• 問題:
以下のエントリから、文字列「head」を含む行をすべて示してください。大文字と小文字は区別します。

---------- 入力データ ----------

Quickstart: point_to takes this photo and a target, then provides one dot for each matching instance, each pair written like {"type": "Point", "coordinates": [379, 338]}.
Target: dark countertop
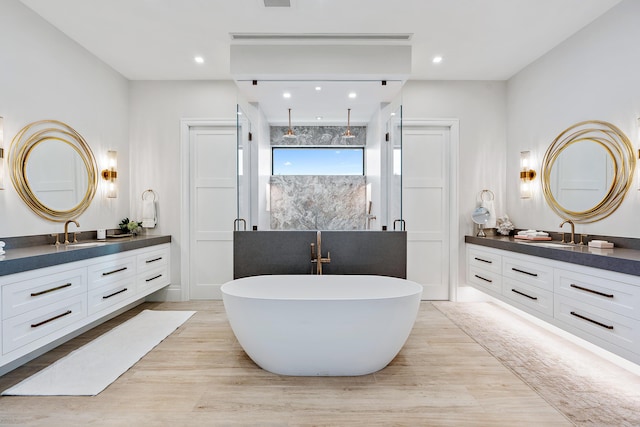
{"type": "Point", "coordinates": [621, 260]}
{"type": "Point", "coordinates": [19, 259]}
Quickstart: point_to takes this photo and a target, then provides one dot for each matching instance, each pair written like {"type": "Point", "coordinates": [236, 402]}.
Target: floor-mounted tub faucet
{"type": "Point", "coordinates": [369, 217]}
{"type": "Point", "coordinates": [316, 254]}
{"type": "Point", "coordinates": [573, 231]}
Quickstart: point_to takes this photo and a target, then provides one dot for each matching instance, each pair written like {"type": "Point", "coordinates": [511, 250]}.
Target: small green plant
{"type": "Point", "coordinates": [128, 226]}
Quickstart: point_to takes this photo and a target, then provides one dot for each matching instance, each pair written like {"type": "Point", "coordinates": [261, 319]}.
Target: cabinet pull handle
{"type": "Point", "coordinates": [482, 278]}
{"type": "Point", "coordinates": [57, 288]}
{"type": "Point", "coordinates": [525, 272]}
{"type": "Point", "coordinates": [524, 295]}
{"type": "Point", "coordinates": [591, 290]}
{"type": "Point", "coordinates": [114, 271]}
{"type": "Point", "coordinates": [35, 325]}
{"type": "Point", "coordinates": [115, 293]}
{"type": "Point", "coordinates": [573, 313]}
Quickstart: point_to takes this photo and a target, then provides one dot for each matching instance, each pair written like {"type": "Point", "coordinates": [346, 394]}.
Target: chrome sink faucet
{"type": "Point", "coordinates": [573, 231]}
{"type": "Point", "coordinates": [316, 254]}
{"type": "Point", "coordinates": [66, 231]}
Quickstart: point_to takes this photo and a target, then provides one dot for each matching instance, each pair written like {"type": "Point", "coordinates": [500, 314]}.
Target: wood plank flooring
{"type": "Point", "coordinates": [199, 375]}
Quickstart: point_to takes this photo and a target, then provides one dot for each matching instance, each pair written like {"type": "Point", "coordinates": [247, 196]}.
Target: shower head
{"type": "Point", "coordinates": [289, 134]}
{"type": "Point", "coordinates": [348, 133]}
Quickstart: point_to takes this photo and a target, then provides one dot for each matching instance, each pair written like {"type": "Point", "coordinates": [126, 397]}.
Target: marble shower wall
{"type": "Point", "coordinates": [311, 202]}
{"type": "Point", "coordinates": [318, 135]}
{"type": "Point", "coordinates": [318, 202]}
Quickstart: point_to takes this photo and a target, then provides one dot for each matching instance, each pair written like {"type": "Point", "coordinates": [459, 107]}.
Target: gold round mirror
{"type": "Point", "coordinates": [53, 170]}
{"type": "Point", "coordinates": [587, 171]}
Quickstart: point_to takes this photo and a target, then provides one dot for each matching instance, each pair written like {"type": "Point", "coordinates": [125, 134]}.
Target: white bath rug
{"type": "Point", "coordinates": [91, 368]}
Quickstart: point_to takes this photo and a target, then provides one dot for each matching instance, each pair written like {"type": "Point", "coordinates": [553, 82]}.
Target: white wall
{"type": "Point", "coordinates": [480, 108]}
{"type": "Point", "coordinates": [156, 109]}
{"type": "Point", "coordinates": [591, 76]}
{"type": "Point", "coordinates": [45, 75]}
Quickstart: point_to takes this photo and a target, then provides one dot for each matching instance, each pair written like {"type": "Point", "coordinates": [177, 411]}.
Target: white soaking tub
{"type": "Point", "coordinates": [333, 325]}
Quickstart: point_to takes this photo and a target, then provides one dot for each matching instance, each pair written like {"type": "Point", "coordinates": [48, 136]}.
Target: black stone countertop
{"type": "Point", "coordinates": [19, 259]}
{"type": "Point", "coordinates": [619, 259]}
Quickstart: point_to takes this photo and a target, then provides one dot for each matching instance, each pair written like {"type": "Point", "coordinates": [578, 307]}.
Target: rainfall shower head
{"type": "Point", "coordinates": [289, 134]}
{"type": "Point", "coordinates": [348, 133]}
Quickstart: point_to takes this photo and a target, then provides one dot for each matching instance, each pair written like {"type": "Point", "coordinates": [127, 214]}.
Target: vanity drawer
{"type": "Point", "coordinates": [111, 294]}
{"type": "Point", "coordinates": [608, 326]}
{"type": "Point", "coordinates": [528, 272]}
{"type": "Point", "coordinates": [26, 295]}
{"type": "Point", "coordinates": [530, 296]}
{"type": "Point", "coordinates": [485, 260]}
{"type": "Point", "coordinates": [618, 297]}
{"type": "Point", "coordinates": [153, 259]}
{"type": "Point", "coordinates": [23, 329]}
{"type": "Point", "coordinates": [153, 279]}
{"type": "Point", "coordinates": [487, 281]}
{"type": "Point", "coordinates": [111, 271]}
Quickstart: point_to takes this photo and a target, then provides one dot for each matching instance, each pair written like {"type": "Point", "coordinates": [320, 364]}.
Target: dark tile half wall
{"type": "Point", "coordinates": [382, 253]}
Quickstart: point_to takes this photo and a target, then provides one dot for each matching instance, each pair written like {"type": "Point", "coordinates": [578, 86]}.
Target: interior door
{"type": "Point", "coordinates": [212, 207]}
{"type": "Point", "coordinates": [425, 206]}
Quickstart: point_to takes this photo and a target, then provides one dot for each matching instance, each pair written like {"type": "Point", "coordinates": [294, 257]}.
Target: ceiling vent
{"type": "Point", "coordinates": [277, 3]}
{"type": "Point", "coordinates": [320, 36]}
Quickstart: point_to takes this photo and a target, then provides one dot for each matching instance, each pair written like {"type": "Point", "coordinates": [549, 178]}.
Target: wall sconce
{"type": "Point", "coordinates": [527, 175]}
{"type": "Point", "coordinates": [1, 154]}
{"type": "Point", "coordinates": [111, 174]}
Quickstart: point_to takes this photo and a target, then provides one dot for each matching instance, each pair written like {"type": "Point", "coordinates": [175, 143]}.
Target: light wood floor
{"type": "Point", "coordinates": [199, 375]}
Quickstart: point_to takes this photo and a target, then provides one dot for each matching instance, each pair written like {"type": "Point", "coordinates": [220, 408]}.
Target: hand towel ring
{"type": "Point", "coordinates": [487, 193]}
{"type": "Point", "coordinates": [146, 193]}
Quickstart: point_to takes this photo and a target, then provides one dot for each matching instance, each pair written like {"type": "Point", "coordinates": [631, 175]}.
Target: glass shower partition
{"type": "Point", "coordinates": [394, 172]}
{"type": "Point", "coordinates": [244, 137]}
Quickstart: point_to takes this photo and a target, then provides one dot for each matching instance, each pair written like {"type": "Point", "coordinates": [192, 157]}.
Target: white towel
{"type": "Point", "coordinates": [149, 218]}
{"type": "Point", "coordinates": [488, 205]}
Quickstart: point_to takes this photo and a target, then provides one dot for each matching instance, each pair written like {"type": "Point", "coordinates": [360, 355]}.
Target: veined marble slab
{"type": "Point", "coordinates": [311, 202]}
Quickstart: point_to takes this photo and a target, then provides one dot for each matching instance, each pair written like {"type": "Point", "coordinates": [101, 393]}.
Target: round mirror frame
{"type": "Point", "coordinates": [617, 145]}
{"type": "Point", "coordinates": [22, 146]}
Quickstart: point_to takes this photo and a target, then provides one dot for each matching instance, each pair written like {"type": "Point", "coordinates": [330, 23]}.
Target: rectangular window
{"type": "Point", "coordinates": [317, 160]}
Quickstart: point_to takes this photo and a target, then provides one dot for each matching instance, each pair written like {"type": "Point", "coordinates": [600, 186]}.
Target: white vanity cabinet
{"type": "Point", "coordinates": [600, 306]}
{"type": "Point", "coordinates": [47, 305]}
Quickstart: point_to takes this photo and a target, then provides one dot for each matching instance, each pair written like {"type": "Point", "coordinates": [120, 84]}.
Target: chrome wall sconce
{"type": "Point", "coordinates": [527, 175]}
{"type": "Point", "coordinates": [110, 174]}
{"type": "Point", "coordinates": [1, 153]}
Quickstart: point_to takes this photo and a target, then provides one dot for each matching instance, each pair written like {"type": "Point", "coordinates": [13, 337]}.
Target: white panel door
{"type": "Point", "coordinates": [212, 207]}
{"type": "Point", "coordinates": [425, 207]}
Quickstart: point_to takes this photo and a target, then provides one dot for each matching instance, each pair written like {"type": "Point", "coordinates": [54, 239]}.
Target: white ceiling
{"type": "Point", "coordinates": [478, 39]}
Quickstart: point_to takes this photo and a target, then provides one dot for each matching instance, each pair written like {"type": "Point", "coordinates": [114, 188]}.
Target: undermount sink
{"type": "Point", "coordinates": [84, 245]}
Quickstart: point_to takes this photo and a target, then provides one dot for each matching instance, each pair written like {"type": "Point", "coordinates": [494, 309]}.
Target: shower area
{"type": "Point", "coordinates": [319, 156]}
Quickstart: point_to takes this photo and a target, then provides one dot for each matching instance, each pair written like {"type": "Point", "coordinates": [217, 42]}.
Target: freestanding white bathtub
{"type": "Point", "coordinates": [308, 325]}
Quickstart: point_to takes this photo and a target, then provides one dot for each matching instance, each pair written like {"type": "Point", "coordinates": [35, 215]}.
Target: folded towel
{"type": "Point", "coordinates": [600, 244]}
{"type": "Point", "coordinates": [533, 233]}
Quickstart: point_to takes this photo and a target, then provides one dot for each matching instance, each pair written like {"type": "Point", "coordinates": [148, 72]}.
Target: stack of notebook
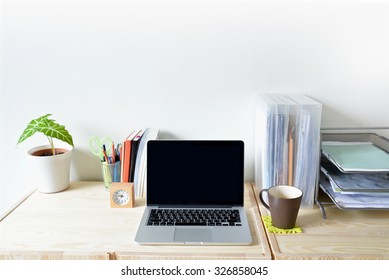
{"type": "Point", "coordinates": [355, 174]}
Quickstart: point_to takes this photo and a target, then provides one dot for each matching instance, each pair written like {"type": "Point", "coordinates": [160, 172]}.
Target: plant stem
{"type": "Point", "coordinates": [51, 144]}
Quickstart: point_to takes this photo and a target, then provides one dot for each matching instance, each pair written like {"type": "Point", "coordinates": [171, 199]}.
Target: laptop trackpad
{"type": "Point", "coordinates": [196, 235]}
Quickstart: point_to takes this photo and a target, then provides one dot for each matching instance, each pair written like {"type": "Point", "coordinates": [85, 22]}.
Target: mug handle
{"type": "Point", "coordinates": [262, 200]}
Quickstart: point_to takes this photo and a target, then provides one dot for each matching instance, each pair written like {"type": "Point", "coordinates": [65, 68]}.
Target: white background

----------

• 回答全文:
Target: shower head
Target: rainfall shower head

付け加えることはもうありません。